------ Data supplied ------
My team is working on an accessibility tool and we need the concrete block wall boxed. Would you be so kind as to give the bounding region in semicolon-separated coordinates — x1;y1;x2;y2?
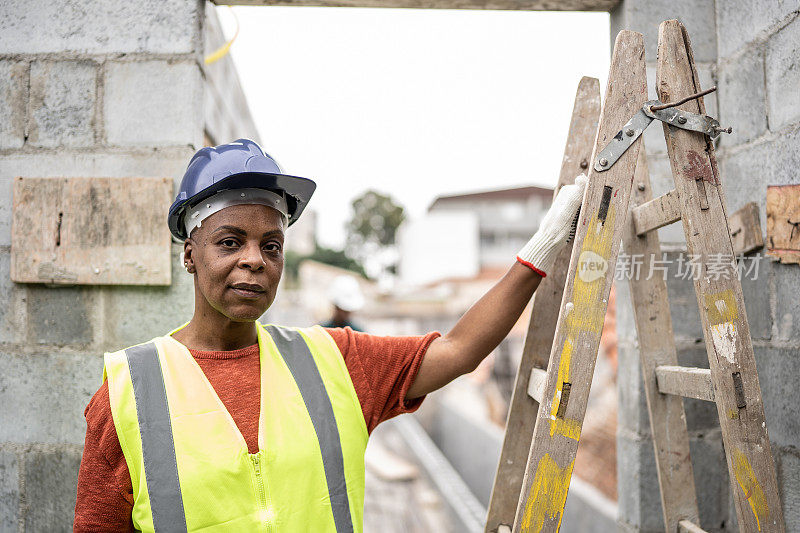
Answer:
612;1;800;531
0;0;207;529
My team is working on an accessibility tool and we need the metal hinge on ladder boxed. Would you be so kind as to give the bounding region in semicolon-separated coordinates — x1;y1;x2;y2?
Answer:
594;86;732;172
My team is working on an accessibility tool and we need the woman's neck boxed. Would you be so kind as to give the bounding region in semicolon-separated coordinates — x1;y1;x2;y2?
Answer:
171;307;259;351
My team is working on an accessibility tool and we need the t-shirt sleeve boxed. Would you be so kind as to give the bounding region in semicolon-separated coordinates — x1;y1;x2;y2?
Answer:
325;326;441;434
74;381;136;533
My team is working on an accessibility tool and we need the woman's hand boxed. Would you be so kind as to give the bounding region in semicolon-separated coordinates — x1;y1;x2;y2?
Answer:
406;175;587;399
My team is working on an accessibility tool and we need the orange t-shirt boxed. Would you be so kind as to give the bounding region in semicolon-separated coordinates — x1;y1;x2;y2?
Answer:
73;326;439;532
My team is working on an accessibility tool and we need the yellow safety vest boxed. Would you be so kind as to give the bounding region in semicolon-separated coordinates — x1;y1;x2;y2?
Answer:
103;322;369;532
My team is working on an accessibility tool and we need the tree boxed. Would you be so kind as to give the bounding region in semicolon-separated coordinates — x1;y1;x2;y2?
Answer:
345;190;406;279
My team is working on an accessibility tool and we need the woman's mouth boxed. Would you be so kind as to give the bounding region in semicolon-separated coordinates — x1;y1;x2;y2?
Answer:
230;284;265;298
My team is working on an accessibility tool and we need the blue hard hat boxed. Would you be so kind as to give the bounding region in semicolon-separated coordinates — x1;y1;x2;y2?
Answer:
168;139;316;240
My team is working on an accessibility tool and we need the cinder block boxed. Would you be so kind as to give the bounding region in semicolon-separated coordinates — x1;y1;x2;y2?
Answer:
0;351;99;444
614;277;636;344
717;0;799;57
755;346;800;450
689;431;730;530
0;451;19;532
0;0;201;55
103;247;194;348
27;286;95;345
0;148;193;247
739;255;772;341
774;262;800;341
610;0;717;63
767;16;800;131
0;60;28;150
28;61;97;148
616;432;664;532
778;450;800;533
617;342;651;436
23;447;82;532
718;46;768;145
0;250;26;345
104;60;202;147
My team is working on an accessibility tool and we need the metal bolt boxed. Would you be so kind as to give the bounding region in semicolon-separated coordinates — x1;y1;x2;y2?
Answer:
580;159;588;169
599;158;609;167
94;268;100;274
637;183;645;191
625;128;635;137
677;116;687;125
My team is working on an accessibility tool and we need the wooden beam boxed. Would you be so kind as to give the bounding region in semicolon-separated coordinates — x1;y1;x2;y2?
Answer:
678;520;709;533
212;0;619;11
729;201;764;256
632;189;682;236
526;368;547;404
657;19;785;532
513;30;646;533
655;366;715;402
484;76;601;533
622;148;701;531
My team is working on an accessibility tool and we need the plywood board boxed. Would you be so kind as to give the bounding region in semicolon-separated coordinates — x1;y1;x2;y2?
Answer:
766;184;800;264
11;177;173;286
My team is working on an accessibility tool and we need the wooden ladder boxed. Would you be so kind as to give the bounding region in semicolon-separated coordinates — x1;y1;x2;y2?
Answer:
485;20;786;533
621;20;785;533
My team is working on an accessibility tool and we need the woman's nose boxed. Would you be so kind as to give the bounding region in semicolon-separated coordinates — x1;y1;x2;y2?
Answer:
238;242;266;270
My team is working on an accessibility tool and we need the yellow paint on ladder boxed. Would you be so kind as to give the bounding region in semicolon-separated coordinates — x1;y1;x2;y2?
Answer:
547;205;616;441
520;454;575;533
522;204;617;532
732;448;769;531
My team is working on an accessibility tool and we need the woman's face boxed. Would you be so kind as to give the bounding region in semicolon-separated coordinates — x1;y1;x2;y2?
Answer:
184;204;285;322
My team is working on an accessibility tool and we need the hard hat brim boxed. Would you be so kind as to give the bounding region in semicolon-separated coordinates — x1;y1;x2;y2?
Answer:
168;171;316;241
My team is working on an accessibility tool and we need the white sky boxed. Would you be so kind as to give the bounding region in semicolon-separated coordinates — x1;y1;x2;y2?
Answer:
216;6;610;248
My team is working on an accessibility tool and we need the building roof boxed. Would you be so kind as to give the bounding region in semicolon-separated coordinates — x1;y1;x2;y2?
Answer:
428;185;553;211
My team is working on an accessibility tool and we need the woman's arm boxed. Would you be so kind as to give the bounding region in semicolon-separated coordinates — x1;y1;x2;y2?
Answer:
407;174;587;399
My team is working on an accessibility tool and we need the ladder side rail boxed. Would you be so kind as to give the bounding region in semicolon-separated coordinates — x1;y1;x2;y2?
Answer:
512;30;647;533
484;76;601;533
657;19;785;532
623;146;701;530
------
Your copy should match every record exactly and contain no pictures.

■ Output for this task
My team is working on an accessibility tool and we need the concrete block wall boxed. Would you be so kind as to give the bounding region in semicolon-separated coordinates — x1;y1;x2;y2?
Answer:
612;1;800;531
0;0;207;529
My team is working on an accessibility tool and we need the metal hinge on ladder boxed. Would you be so kind as to give the bounding region in semicolon-separated coordinates — x1;y1;x2;y2?
Answer:
594;86;732;172
My team is working on an accessibility tool and we need the woman's neck boxed. Would you be so kind as to give the bounding region in semicolon-separated coordinates — x1;y1;x2;y2?
Answer:
171;307;259;351
My team is working on an accessibility tool and we need the t-shirt sleeve boxed. Would you be so kind as to give the bounding region in semicolon-separated coordinates — x1;y1;x2;y2?
Answer:
325;326;441;434
74;381;136;533
My team is working on an accessibility tool and we need the woman's hand boxed. Would you be so kind as to give the bounding region in semicolon-separated coordinates — x1;y1;x2;y2?
Answer:
406;175;587;399
My team is working on an accessibility tool and we need the orange t-shirt boxed. Would you be so kind as to give the bounding region in semicolon-separated coordinates — x1;y1;x2;y2?
Answer:
73;326;439;532
My team is working on an accessibility tool and we need the yellow safety vest boxed. Would you be so kind as to give the bounding region in semicolon-separated coordinates — x1;y1;x2;y2?
Answer:
103;322;369;532
My team is working on an accessibility tool and we need the tree boxed. Would you be so kind as to give the bounding region in semicolon-separated coordinates — x1;y1;x2;y2?
Answer:
345;190;406;279
My team is working on an accessibility tool and we need the woman's mouth boxed. Would you be so kind as to give the bounding region in semicolon-separated coordinates — x1;y1;x2;y2?
Answer:
230;284;265;298
My team is working on an accessibility tool and we need the blue hard hat boxed. Would you be so kind as to give the bounding region in semicolon-separated coordinates — x1;y1;x2;y2?
Answer:
168;139;316;240
My team is working on an accessibility tool and we need the cinder block boxed. Would you be so kind as to give the bounding region in semicolon-separated coordinates — x1;y1;x2;y2?
Answer:
0;351;99;444
614;277;636;344
717;0;799;57
755;346;800;450
689;431;730;530
0;451;19;532
0;0;201;55
103;247;194;348
27;286;95;345
0;148;193;247
739;255;772;341
774;262;800;341
610;0;717;63
767;16;800;131
0;60;28;150
28;61;97;148
616;432;664;532
778;450;800;533
617;342;651;436
23;447;82;532
718;46;768;145
0;250;26;345
104;60;202;147
My team is working on an accessibility tool and we need the metal bolt boxed. Would you be so kind as to give the bounding region in semicolon-separated coordinates — x1;y1;x2;y2?
Answer:
580;159;588;169
599;158;609;167
94;268;100;274
637;183;645;191
625;128;635;137
677;116;687;125
My team is working on an accessibility tool and we need the wooden beam boxed. Would you be so kind as to give the bounding region in semicolon-separated coordinates — x1;y1;x2;y2?
Answer:
678;520;709;533
212;0;619;11
729;201;764;256
632;189;682;236
526;368;547;404
657;19;785;532
513;30;646;533
655;366;715;402
484;76;601;533
622;148;701;531
My team is working on an accessibility tool and we need the plywood board boxed. Would you be so kind as to give the bounding region in semicolon-separated coordinates — x1;y1;x2;y2?
Answer:
766;184;800;264
11;177;173;286
My team is working on an accessibility tool and we need the wooden ladder boxed. Would you be so kind as to give the bounding region in semicolon-separated coordinates — x1;y1;x2;y2?
Answer:
485;20;786;533
621;20;785;533
My team is working on an accessibility tool and we need the woman's nose boxed. Would you be so kind as to give the bounding region in semicolon-separated coordinates — x1;y1;x2;y2?
Answer:
238;242;266;270
My team is working on an accessibility tool and we need the yellow paint on ladder boxed. Would you be so kind as to give the bounding region in semicolon-separated coordinates — x1;y1;x2;y2?
Answer:
547;205;616;441
520;454;575;533
522;204;617;532
732;448;769;531
My team is working on an accessibility tool and we need the woman's face boxed. Would you be so kind as to give the bounding region in semicolon-separated coordinates — x1;y1;x2;y2?
Answer:
184;204;285;322
My team is working on an accessibility tool and we need the hard hat brim boxed. Would you be so kind as to give the bounding region in semicolon-separated coordinates — x1;y1;x2;y2?
Answer:
168;171;316;241
My team is working on an accessibility tool and we need the white sky boxed. Would you be so kind as to give the bounding region in semicolon-separated coordinates — x1;y1;x2;y2?
Answer:
216;6;610;248
My team is working on an accessibility tool and we need the building roof boxed. Would you be so kind as to give the bounding region in semicolon-separated coordinates — x1;y1;x2;y2?
Answer:
428;185;553;211
My team is working on an accessibility tool and we need the woman's arm boxed. Would you be so kind as to give the bounding region in semicolon-separated coordinates — x1;y1;x2;y2?
Answer:
407;174;587;399
My team is working on an accessibility tool and we need the ladder side rail boxed. Would you be so kind as to give the bounding region in semicolon-separated coordinates — x1;y1;x2;y2?
Answer:
512;30;647;533
484;76;601;533
657;19;785;532
623;146;701;530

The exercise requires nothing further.